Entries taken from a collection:
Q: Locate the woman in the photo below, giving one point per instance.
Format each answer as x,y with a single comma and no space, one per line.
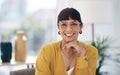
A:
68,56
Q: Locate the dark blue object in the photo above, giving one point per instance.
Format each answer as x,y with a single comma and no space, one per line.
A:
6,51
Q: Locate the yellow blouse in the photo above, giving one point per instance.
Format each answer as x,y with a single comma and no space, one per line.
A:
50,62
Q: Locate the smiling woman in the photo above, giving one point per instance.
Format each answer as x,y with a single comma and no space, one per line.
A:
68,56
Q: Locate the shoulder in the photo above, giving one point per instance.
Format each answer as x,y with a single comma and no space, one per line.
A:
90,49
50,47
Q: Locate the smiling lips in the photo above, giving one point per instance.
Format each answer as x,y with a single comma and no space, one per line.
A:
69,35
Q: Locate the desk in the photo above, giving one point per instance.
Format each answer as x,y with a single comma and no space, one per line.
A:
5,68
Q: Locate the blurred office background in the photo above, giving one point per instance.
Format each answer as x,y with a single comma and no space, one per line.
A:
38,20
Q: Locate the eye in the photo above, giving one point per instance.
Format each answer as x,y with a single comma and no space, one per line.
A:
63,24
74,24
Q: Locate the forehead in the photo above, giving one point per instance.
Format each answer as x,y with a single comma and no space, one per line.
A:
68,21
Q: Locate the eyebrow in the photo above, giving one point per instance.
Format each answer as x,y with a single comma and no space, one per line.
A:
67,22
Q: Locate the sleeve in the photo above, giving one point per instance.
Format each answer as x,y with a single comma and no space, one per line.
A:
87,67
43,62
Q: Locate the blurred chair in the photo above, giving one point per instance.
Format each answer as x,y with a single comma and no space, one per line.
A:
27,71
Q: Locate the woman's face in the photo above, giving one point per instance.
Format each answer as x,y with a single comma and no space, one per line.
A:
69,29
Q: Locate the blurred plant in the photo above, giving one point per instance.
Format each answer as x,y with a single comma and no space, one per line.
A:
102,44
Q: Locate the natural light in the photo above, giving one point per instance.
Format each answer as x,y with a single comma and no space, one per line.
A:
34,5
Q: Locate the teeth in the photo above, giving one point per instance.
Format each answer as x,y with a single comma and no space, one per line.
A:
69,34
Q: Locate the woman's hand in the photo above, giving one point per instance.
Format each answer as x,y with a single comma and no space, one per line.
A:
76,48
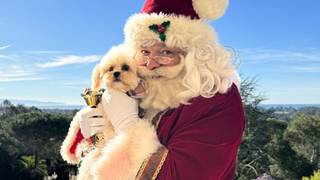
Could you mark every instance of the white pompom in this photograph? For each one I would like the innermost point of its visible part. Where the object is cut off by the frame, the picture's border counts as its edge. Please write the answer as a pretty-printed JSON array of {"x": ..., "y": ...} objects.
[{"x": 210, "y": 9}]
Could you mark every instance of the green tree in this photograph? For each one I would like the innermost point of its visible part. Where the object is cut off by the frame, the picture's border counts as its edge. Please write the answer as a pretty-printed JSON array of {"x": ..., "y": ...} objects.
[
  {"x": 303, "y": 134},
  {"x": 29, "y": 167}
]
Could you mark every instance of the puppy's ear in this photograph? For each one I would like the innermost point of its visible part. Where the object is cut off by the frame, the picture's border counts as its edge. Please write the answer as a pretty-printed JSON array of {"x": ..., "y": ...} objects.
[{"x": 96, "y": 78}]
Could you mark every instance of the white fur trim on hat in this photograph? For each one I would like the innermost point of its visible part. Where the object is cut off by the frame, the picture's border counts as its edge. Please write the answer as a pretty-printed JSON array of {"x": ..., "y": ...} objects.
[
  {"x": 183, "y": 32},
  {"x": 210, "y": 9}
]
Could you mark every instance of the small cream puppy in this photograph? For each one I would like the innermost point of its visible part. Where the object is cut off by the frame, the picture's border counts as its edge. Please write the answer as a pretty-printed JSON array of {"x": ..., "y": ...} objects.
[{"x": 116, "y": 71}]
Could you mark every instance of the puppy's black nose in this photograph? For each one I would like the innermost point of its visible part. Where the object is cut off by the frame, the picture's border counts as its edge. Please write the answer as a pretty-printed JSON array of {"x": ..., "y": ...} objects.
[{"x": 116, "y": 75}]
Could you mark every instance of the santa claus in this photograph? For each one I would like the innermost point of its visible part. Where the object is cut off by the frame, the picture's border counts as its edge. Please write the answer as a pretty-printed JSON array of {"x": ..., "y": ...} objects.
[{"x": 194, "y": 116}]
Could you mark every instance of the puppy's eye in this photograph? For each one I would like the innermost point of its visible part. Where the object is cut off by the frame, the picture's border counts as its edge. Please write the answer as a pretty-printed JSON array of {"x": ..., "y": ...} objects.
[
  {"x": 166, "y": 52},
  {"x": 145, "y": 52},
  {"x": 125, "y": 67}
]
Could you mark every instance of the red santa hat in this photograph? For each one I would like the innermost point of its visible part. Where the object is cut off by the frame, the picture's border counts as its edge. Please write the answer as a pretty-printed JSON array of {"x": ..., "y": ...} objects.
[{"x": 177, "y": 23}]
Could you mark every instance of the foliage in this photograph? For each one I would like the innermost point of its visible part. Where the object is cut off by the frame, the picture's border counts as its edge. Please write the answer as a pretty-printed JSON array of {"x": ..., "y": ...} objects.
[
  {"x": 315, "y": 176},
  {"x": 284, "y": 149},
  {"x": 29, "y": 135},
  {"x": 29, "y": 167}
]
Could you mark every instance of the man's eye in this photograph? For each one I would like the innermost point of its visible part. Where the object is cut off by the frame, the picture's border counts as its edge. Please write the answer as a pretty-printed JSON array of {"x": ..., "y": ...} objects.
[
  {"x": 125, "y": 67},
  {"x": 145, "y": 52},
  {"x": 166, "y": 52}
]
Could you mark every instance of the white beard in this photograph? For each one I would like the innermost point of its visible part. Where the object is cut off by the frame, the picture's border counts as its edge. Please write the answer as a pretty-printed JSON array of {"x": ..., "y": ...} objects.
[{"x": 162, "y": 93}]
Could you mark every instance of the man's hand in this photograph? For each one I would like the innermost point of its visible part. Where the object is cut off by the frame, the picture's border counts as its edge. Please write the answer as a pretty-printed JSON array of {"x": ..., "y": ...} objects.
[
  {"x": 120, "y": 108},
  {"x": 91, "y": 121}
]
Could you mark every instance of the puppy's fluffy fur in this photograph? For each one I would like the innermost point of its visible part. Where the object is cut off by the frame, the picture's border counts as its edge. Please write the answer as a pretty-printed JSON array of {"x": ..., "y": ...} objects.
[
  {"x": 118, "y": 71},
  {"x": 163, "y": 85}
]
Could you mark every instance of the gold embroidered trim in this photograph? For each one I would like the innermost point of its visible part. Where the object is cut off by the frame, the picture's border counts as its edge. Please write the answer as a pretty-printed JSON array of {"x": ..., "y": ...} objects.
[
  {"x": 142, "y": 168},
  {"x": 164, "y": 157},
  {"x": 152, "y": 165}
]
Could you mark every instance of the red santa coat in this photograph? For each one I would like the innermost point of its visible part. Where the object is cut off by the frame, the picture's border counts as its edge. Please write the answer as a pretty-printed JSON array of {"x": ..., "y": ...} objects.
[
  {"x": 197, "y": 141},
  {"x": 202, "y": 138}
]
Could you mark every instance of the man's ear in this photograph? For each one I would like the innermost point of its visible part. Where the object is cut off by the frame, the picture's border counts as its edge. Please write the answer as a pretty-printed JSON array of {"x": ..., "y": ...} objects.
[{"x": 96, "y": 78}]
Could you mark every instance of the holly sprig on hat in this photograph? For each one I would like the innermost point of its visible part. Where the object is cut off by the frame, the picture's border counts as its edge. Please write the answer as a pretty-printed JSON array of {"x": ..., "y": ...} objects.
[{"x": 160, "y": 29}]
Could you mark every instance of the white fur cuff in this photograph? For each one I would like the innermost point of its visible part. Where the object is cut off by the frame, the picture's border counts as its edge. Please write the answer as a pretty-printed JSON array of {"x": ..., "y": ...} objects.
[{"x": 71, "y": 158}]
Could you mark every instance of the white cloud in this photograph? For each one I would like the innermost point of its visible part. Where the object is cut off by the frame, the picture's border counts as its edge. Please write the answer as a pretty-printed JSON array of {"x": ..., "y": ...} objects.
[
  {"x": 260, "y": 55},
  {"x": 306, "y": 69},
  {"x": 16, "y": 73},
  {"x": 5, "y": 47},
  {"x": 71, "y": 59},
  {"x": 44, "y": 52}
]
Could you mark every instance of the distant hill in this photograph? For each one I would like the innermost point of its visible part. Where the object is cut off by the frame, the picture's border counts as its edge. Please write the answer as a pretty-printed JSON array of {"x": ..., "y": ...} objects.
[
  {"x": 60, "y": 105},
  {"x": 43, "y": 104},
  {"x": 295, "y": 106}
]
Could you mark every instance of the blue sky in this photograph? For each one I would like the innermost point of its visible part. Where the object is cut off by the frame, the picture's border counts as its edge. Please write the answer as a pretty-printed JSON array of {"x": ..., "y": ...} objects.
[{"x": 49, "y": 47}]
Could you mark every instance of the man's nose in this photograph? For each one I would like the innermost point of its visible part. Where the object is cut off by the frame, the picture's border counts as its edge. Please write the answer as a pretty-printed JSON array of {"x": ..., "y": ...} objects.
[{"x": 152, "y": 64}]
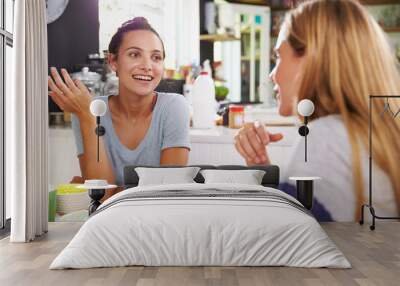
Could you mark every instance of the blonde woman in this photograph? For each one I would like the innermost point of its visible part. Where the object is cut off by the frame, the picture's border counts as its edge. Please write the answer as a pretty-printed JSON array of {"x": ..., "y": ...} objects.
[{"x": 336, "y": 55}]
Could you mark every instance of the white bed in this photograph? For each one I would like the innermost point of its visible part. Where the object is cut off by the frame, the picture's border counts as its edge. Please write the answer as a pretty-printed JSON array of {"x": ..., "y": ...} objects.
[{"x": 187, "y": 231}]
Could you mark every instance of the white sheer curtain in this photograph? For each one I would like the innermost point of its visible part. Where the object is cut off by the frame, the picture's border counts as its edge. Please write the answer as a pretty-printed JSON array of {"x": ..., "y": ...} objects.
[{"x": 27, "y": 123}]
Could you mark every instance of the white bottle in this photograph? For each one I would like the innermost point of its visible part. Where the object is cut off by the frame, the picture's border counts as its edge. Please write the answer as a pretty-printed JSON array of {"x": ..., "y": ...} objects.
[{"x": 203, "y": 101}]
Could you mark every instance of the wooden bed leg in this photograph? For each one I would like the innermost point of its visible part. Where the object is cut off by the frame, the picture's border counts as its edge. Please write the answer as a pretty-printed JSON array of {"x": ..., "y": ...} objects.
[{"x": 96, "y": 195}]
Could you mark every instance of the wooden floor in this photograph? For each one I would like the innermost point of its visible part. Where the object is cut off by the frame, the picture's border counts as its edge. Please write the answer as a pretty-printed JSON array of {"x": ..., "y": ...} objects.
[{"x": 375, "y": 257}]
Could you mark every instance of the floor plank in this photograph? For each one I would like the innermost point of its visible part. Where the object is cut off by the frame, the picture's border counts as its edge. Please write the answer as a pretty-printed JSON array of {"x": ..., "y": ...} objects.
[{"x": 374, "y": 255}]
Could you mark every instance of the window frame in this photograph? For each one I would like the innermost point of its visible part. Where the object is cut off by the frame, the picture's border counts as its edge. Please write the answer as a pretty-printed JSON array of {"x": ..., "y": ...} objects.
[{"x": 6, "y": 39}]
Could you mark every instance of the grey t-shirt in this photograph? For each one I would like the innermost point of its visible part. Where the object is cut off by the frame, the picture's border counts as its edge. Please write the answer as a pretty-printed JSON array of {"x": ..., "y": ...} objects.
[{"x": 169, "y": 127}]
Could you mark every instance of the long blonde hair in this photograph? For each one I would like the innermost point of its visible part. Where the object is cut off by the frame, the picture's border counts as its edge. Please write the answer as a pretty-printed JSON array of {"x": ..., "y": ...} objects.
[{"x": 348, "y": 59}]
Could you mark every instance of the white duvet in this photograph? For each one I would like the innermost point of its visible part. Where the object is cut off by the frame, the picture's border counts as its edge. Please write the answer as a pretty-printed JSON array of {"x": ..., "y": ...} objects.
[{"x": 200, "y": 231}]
--
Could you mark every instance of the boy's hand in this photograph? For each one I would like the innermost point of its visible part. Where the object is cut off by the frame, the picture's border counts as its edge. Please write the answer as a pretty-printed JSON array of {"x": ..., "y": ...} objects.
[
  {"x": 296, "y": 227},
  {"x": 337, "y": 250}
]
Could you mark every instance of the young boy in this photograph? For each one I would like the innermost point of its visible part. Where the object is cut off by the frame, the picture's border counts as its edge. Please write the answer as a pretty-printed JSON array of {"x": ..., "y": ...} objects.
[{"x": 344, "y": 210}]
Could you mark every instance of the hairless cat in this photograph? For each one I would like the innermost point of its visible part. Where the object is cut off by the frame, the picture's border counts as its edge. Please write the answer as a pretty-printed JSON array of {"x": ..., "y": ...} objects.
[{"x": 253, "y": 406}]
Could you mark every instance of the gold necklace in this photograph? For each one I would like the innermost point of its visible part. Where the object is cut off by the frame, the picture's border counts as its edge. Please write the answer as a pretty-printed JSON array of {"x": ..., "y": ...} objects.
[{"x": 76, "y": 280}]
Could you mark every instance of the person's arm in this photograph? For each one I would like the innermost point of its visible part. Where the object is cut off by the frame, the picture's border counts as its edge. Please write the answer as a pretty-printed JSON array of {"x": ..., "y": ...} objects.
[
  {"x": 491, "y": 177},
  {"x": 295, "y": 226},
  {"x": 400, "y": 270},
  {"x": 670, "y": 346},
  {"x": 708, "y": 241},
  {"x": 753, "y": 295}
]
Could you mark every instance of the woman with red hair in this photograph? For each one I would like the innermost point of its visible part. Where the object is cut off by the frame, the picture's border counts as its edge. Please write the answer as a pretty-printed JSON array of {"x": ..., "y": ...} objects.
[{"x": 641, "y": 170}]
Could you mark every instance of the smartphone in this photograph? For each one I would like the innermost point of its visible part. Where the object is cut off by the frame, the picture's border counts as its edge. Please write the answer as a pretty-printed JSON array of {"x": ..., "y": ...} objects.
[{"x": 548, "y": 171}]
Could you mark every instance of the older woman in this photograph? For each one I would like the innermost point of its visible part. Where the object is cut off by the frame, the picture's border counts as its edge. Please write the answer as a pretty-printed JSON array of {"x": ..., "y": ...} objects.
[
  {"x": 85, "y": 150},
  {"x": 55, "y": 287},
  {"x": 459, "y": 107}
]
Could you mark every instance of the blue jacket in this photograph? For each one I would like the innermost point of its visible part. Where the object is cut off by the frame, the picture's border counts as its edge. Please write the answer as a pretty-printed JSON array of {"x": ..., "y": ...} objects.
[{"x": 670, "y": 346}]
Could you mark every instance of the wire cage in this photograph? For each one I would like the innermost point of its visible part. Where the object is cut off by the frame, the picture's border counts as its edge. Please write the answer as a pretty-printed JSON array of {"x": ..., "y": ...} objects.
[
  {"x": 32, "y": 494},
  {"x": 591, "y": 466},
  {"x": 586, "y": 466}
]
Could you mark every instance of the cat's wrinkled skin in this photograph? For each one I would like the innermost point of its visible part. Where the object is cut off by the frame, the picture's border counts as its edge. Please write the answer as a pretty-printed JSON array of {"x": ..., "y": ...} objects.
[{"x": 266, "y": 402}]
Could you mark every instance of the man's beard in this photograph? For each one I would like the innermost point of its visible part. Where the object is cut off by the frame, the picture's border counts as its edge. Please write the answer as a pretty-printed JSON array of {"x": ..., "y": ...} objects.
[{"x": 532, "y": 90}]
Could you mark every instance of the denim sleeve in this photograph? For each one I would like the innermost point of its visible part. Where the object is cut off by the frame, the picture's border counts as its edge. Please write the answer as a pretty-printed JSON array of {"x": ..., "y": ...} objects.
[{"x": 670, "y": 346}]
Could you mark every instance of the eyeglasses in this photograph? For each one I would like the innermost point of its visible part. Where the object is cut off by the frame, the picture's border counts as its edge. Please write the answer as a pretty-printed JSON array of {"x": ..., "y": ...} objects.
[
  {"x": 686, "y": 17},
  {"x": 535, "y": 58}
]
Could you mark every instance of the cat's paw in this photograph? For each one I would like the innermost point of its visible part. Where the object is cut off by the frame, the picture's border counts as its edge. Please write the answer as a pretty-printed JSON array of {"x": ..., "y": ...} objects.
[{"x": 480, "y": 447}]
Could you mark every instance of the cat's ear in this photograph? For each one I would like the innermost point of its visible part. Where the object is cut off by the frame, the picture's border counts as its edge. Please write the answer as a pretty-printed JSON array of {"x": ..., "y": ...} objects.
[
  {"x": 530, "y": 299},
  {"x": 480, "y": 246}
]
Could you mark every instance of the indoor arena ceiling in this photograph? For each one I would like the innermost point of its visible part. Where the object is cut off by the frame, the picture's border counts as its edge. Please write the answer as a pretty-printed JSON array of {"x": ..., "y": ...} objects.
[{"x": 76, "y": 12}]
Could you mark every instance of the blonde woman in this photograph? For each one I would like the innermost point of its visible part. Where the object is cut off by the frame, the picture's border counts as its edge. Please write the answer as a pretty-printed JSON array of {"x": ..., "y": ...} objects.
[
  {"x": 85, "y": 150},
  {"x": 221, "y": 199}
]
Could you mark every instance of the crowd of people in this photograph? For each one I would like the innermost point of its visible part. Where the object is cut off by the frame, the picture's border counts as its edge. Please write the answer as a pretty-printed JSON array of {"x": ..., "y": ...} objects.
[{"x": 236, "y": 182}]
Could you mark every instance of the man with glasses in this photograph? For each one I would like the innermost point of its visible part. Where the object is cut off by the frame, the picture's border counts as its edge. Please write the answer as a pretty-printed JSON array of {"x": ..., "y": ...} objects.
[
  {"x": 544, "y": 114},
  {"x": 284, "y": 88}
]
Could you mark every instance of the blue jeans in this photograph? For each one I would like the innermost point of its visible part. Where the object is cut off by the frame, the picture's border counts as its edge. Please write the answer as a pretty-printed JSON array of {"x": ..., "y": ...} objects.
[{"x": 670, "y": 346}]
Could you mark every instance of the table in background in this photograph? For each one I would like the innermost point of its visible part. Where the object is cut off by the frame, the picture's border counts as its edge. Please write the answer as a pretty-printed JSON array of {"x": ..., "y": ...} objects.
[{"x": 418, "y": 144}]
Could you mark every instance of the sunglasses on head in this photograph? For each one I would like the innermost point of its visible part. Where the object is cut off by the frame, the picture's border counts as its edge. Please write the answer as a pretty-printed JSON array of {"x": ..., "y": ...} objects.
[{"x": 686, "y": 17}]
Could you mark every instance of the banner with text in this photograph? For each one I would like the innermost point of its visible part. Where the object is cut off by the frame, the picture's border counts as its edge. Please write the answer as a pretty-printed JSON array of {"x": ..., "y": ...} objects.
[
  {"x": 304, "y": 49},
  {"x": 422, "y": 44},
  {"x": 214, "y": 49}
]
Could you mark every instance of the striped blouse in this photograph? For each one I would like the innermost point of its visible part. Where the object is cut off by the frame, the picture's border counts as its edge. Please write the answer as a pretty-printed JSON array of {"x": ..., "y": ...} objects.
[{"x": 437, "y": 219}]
--
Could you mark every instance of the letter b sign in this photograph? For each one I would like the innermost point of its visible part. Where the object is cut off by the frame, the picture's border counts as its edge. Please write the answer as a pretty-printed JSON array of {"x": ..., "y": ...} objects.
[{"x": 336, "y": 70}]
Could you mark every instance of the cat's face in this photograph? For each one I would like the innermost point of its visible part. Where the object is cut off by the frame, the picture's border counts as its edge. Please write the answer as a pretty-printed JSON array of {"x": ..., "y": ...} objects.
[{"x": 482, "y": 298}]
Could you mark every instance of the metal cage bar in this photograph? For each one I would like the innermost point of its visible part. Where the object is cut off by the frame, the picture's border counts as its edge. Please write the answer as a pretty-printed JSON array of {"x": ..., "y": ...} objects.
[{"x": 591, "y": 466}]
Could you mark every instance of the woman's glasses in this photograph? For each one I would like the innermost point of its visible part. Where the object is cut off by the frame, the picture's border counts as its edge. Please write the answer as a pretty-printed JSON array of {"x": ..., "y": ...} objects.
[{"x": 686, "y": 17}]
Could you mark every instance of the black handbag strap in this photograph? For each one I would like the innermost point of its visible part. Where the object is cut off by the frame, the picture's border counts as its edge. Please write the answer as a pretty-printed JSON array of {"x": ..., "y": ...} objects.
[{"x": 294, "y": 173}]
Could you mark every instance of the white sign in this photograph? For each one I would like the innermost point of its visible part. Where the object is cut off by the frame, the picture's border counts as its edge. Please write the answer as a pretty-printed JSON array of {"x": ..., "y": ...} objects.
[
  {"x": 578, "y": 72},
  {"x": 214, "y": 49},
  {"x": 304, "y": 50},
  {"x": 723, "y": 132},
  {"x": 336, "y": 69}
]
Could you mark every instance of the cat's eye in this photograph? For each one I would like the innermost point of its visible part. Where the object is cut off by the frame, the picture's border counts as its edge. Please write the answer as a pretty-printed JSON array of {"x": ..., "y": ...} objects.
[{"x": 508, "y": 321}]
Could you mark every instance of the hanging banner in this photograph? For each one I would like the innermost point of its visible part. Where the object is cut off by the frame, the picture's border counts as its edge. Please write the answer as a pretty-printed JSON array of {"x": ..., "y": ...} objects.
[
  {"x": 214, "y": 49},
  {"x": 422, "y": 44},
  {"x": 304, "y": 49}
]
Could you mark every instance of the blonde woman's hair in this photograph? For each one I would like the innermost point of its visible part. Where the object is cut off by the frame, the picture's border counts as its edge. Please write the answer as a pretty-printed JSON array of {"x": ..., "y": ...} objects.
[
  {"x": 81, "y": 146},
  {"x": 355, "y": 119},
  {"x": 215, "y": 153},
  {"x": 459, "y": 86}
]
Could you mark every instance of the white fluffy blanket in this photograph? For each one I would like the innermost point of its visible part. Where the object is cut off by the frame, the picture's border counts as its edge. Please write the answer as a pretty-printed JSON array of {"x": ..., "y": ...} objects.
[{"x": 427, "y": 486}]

## [WHAT THE EXERCISE ASKS]
Work through the data and report how many of its lines hold the word "smiling", giving only the figure.

## [RESULT OF THE EXERCISE]
2